3. A Calorie is a Unit of Heat or Energy and Is Equivalent to 4.2 J Where $1J=1kg{{m}^{2}}{{s}^{-2}}$. Suppose We Employ a System of Units in Which the Unit of Mass Equals $\alpha \text{ kg}$, the Unit of Length Equals $\beta $ m, the Unit of Time is $\gamma \text{ s}$ . Show That a Calorie Has a Magnitude $4.2{{\alpha }^{-1}}{{\beta }^{-2}}{{\gamma }^{2}}$ In Terms of the New Unit.

Ans: 

We are given that,

\[1calorie=4.2\left( 1kg \right)\left( 1{{m}^{2}} \right)\left( 1{{s}^{-2}} \right)\] 

Let the new unit of mass $=\alpha \text{ kg}$. 

So, one kilogram in terms of the new unit, $1\text{ kg}=\frac{1}{\alpha }={{\alpha }^{-1}}$.

One meter in terms of the new unit of length can be written as, $\text{1m}=\frac{1}{\beta }={{\beta }^{-1}}$  or $\text{1}{{\text{m}}^{2}}={{\beta }^{-2}}$.

REQUIREMENT 1: Duplicate the part of the calorie unit-conversion problem starting at "3. A Calorie" and ending at "the New Unit.".

MATERIAL FOR THIS TASK:
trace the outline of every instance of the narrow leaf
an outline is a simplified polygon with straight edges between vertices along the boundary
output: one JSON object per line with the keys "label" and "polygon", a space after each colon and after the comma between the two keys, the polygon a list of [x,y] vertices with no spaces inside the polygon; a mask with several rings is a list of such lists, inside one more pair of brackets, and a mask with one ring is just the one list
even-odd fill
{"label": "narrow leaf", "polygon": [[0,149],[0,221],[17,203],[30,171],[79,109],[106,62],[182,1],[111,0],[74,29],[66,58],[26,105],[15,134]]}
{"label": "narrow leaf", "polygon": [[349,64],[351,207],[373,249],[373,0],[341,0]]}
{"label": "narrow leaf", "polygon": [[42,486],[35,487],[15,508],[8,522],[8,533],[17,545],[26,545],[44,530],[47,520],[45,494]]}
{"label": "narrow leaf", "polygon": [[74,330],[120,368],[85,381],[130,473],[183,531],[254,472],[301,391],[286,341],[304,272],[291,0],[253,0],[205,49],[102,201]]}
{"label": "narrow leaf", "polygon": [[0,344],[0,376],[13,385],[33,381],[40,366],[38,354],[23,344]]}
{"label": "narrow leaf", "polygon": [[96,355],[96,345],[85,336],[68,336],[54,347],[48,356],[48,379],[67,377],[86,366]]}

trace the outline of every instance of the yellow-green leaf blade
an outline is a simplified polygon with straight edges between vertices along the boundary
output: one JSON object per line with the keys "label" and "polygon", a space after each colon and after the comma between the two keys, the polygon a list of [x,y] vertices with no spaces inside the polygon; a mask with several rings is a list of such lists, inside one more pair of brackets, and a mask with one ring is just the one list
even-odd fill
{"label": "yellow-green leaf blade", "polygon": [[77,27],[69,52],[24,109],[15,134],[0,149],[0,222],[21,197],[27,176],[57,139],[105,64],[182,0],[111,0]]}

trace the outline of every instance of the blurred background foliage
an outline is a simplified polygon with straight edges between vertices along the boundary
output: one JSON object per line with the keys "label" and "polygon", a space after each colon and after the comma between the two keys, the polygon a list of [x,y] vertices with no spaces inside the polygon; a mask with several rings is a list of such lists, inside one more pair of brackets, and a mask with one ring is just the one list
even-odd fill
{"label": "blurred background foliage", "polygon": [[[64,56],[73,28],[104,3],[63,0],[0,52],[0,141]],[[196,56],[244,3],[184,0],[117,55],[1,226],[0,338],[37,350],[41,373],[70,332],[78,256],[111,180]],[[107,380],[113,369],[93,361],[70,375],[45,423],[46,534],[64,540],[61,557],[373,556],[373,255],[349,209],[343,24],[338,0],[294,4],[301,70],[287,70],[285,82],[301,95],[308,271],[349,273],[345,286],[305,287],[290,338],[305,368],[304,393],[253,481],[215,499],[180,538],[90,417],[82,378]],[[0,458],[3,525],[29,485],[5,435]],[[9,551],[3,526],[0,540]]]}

REQUIREMENT 2: Rewrite only the lines of the entries starting at the one that contains "trace the outline of every instance of the blurred" and ending at the end of the entries, replacing "simplified" with "rough" and leaving everything else unchanged.

TASK SOLUTION 1:
3. A Calorie is a Unit of Heat or Energy and Is Equivalent to 4.2 J Where $1J=1kg{{m}^{2}}{{s}^{-2}}$. Suppose We Employ a System of Units in Which the Unit of Mass Equals $\alpha \text{ kg}$, the Unit of Length Equals $\beta $ m, the Unit of Time is $\gamma \text{ s}$ . Show That a Calorie Has a Magnitude $4.2{{\alpha }^{-1}}{{\beta }^{-2}}{{\gamma }^{2}}$ In Terms of the New Unit.

TASK SOLUTION 2:
trace the outline of every instance of the blurred background foliage
an outline is a rough polygon with straight edges between vertices along the boundary
output: one JSON object per line with the keys "label" and "polygon", a space after each colon and after the comma between the two keys, the polygon a list of [x,y] vertices with no spaces inside the polygon; a mask with several rings is a list of such lists, inside one more pair of brackets, and a mask with one ring is just the one list
even-odd fill
{"label": "blurred background foliage", "polygon": [[[64,56],[73,28],[104,3],[63,0],[0,52],[0,141]],[[196,56],[244,3],[184,0],[117,55],[1,226],[0,338],[37,350],[41,373],[70,332],[78,256],[111,180]],[[107,380],[113,369],[93,361],[70,375],[45,423],[46,534],[64,540],[61,557],[373,556],[373,255],[349,209],[343,24],[338,0],[294,4],[301,70],[287,70],[285,82],[301,95],[308,271],[349,273],[345,286],[305,287],[290,338],[305,368],[304,393],[253,481],[215,499],[180,538],[90,417],[82,378]],[[0,458],[3,525],[29,485],[5,435]],[[9,551],[3,526],[0,540]]]}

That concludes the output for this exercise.